____ Extracted material

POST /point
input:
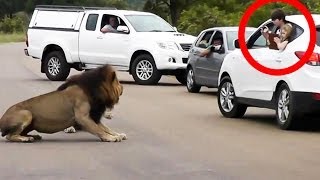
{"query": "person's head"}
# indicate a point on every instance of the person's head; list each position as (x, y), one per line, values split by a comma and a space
(113, 21)
(278, 17)
(217, 41)
(286, 31)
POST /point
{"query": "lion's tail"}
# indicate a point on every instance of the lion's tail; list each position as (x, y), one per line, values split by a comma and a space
(7, 129)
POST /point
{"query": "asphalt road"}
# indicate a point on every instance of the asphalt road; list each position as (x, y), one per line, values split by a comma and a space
(171, 135)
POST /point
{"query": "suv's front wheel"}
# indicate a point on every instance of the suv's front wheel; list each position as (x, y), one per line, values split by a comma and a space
(286, 113)
(56, 66)
(144, 70)
(227, 100)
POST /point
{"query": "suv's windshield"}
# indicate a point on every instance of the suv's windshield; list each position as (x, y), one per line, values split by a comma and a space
(233, 35)
(149, 23)
(318, 36)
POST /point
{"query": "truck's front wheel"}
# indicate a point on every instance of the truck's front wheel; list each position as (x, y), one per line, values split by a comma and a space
(144, 70)
(56, 66)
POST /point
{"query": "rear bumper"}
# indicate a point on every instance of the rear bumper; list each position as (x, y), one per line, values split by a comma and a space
(306, 102)
(26, 52)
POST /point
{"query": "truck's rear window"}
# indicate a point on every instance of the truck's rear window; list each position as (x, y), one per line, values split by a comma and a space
(318, 36)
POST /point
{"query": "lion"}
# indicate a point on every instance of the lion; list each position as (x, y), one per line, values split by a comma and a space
(71, 81)
(81, 103)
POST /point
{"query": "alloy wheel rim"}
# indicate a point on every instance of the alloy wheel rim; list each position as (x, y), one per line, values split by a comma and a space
(144, 70)
(54, 66)
(227, 97)
(283, 106)
(190, 79)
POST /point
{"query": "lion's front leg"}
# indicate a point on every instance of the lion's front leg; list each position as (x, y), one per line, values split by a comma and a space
(84, 120)
(108, 114)
(123, 136)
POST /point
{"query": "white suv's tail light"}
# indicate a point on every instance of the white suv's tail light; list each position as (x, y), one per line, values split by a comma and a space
(314, 60)
(27, 40)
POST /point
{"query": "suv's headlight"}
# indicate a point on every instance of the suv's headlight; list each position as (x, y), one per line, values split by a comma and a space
(168, 45)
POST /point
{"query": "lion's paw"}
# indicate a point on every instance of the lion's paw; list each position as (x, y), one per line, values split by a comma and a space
(70, 130)
(123, 136)
(111, 138)
(108, 115)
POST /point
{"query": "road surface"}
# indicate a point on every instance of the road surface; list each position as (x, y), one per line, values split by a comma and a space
(172, 134)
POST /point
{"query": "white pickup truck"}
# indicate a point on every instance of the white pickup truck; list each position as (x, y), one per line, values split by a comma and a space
(145, 45)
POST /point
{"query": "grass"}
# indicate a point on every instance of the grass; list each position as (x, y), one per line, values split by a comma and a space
(14, 37)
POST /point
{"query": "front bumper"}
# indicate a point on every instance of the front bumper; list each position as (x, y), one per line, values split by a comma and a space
(171, 60)
(306, 102)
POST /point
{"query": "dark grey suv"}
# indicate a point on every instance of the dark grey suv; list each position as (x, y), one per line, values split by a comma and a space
(204, 71)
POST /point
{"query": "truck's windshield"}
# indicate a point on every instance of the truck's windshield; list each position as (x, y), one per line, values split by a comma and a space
(149, 23)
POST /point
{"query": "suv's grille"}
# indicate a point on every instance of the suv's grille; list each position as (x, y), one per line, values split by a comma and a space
(186, 47)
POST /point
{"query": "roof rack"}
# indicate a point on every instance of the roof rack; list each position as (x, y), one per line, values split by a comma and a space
(71, 8)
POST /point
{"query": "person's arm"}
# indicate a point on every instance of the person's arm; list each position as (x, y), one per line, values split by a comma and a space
(281, 45)
(206, 51)
(108, 28)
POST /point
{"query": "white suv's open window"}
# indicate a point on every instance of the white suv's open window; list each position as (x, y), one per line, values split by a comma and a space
(204, 39)
(149, 23)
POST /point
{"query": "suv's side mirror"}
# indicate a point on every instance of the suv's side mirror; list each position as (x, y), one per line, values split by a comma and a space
(202, 46)
(123, 29)
(236, 43)
(219, 49)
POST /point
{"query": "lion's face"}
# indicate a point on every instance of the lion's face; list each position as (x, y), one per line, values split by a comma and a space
(112, 87)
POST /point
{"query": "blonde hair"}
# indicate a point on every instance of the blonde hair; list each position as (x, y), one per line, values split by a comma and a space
(288, 28)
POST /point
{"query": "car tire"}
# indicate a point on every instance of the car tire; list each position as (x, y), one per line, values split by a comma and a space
(287, 115)
(56, 66)
(192, 87)
(148, 73)
(227, 100)
(181, 76)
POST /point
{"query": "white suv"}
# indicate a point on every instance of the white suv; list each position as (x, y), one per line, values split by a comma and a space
(146, 46)
(292, 96)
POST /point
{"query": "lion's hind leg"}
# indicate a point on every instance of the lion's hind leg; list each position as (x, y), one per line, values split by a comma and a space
(15, 124)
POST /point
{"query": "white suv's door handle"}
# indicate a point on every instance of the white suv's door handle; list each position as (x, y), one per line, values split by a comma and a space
(278, 60)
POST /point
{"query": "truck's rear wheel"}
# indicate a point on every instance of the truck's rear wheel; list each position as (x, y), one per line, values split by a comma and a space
(56, 67)
(144, 70)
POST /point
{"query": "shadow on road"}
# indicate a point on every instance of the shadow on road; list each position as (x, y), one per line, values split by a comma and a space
(308, 124)
(159, 84)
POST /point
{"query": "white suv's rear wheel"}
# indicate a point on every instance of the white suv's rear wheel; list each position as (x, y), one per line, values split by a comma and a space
(191, 84)
(56, 66)
(286, 113)
(227, 100)
(144, 70)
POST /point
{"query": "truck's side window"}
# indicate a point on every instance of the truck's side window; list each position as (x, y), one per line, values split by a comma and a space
(92, 22)
(112, 21)
(204, 42)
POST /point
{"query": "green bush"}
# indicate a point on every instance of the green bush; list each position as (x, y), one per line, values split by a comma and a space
(12, 25)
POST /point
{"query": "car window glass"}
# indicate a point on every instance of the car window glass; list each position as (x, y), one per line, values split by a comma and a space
(92, 22)
(205, 39)
(105, 20)
(257, 40)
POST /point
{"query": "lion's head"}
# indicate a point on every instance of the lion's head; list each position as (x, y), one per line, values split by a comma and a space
(100, 84)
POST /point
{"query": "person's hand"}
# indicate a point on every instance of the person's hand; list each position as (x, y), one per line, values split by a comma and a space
(276, 40)
(204, 53)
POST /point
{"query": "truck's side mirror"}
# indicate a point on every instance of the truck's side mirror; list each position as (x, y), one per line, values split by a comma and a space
(236, 43)
(123, 29)
(175, 28)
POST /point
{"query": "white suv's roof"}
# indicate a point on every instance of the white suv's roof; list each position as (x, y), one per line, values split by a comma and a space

________

### Task requirements
Reproduce everything above exactly, images excluded.

### The completed task
POST /point
input:
{"query": "person's head"}
# indicate a point on every instance of the person's head; list each position as (x, y), one per line, values split by a comma and a space
(113, 21)
(278, 17)
(217, 41)
(286, 31)
POST /point
{"query": "lion's tail"}
# indicate a point on every instance of the lion's tail; list each position as (x, y), one per line, values split by a comma and a space
(7, 129)
POST /point
{"query": "asphalt road"}
# indicate a point on every instance of the asphalt road; list each position as (x, y), one per line, values split by a comma and a space
(171, 135)
POST /point
{"query": "suv's front wheel"}
# indicate a point on every instance of the suv's front wheel; list each position as (x, y), one per line, values split by a comma and a space
(286, 113)
(56, 66)
(144, 70)
(227, 100)
POST /point
{"query": "suv's windshield"}
# indicate a point on every instance of the suv's windshield; list each position as (x, y), one per line, values split by a comma and a space
(233, 35)
(149, 23)
(318, 36)
POST /point
{"query": "truck's front wheel"}
# indicate a point on every instance of the truck's front wheel; list each position as (x, y), one per line, values split by a comma and a space
(144, 70)
(56, 66)
POST /point
{"query": "rear bumper"}
# indicate a point on every instance of the rear bumper; list each position as (x, y), one per line, values split by a comma and a space
(306, 102)
(26, 52)
POST /point
{"query": "truck's rear window"}
# indicate a point on every instance of the truck's rear window; list each position as (x, y), one per line, values split by a comma and a space
(318, 36)
POST /point
{"query": "lion"}
# indicate a point on every instance of the lion; list each position as (x, y), one per line, values split by a comma and a space
(71, 81)
(81, 103)
POST /point
{"query": "alloy wheel rim"}
# indicate a point on every instance of the alloy wheel rim; list each position as (x, y), one per line, values split by a comma and a space
(144, 70)
(54, 66)
(227, 97)
(283, 106)
(190, 79)
POST /point
{"query": "lion's front leg"}
# indicate a point on every instance of the lion's front leg; list each position as (x, y), one per line, values split by a comma and a space
(84, 120)
(108, 114)
(123, 136)
POST /point
{"query": "white suv's tail light"}
# indicate a point on every instance of the white suv's tail light; list each position as (x, y), one per line, values split by a comma and a space
(314, 60)
(27, 40)
POST /point
{"query": "suv's headlight"}
# indicate a point on every instance of the suv's headlight; list each position as (x, y), one per line, values split by a comma and a space
(168, 45)
POST /point
{"query": "lion's paw"}
# indicate a point on every instance of the lion's paw; list each position as (x, y), one per line, values split by a comma and a space
(70, 130)
(123, 136)
(111, 138)
(108, 115)
POST /point
{"query": "road surface"}
# indicate a point on every instance of the road surface; list each position as (x, y), one per line, values split by a comma and a space
(172, 134)
POST /point
{"query": "white pickup truck"}
# indicate a point on every instance of the white pickup truck; list each position as (x, y), one per line, values split by a comma and a space
(145, 45)
POST /point
{"query": "grass"}
# indicate a point on every instance of the grass; list each position as (x, y), one per line, values split by a comma and a space
(14, 37)
POST /point
{"query": "front bumper"}
# indicate a point on every instance of the front bumper; list each position as (x, y), one per line, values split by a comma and a space
(171, 60)
(306, 102)
POST /point
{"query": "dark grey suv"}
# indicate a point on every instance of the dark grey suv; list each position as (x, y), one per line, values split by a comma and a space
(204, 71)
POST /point
{"query": "truck's windshield"}
# indicate a point on every instance of the truck's windshield; list each position as (x, y), one per line, values split by a comma and a space
(149, 23)
POST /point
{"query": "suv's grille"}
# indicate a point on every instance of the suv's grille; list each position as (x, y), one per line, values split by a comma and a space
(186, 47)
POST /point
{"query": "roof rack"}
# indicate a point on every instance of the roof rack; list each position as (x, y), one per line, values split by a comma and a space
(71, 8)
POST /point
{"query": "person's arm"}
# indicate a point on every instance of the person's arm; list each position as (x, y), one per line, values split by a comma and a space
(281, 45)
(206, 51)
(108, 28)
POST /point
{"query": "white suv's open window"}
# indicate a point on every instance of the white suv's open window; list each position as (x, y), one per line, values split by a comma and a space
(204, 39)
(149, 23)
POST /point
{"query": "suv's side mirror"}
# indicate a point on every instance of the suv's side mirror; list each position as (x, y), one per line, values split by a comma and a space
(202, 46)
(123, 29)
(236, 43)
(219, 49)
POST /point
{"query": "lion's face"}
# indicate a point on every instance of the lion's face; list each position as (x, y), one per line, values split by a comma and a space
(112, 87)
POST /point
{"query": "blonde hair"}
# indicate a point on every instance of the blonde hair; list each position as (x, y), one per line, values split by a comma and a space
(288, 28)
POST /point
{"query": "car tire"}
# indicate a point on every instance of the car tire; list each position as (x, y), one per line, values split by a comma and a space
(287, 115)
(56, 66)
(192, 87)
(148, 73)
(227, 100)
(181, 76)
POST /point
{"query": "white suv"}
# indicate a point on every instance of the white suv; list each position as (x, y), one per line, values split by a comma and a space
(146, 46)
(292, 96)
POST /point
{"query": "lion's hind leg"}
# indicate a point on every instance of the lion's hind leg; list each position as (x, y), one per line, values split by a comma and a space
(15, 124)
POST /point
{"query": "white suv's door handle"}
# indicate a point on every instance of the white suv's door handle; list each position as (x, y), one per line, values split by a comma and a space
(278, 60)
POST /point
{"query": "truck's rear wheel"}
# indicate a point on every instance of the truck's rear wheel; list each position as (x, y), one per line, values split by a comma and a space
(56, 67)
(144, 70)
POST /point
{"query": "shadow on road"}
# indicate a point on every instance of the shadow on road; list each position as (x, y), one per line, values split by a comma and a space
(308, 124)
(159, 84)
POST /point
{"query": "white suv's rear wheel"}
# indicate a point on every instance of the white suv's rear wheel; list each position as (x, y), one per line, values split by a comma and a space
(191, 84)
(56, 66)
(286, 113)
(227, 100)
(144, 70)
POST /point
{"query": "truck's side window"}
# indicate a point on every instance of the truck's side window; list each position as (x, y), one per line, values split by a comma and a space
(92, 22)
(112, 21)
(204, 42)
POST /point
{"query": "green bush"}
# indicate a point on every instance of the green bush; list each position as (x, y), one per line, values split by a comma and a space
(12, 25)
POST /point
{"query": "car window glass"}
# indicate a point on every instance of the car window glass; list each position as (x, y), one per line, values split by a comma and a space
(92, 22)
(205, 39)
(105, 20)
(257, 40)
POST /point
{"query": "lion's head"}
# indicate a point on every instance of the lion's head; list each position as (x, y), one per line, values split by a comma and a space
(100, 84)
POST /point
{"query": "person's hand"}
# indicate a point on every instance of the person's hand; list each position as (x, y), one per line, values split by a comma and a space
(276, 40)
(204, 53)
POST /point
{"query": "truck's side mirror"}
# indicate a point on every instance of the truck's side mirror; list each position as (x, y), one per line, values split by a comma and a space
(236, 43)
(123, 29)
(175, 28)
POST /point
{"query": "white suv's roof"}
# indicate a point on every instance of the white suv's roof; list each position as (x, y), one per line, values split by a comma and a space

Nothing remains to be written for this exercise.